═════ Task inputs ═════

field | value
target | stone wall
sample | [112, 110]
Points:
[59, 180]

═════

_Written instruction_
Recast every one of the rows above as a numbered list, leaving out any blank lines.

_Reply to the exercise_
1. field | value
2. target | stone wall
3. sample | [112, 110]
4. Points:
5. [59, 180]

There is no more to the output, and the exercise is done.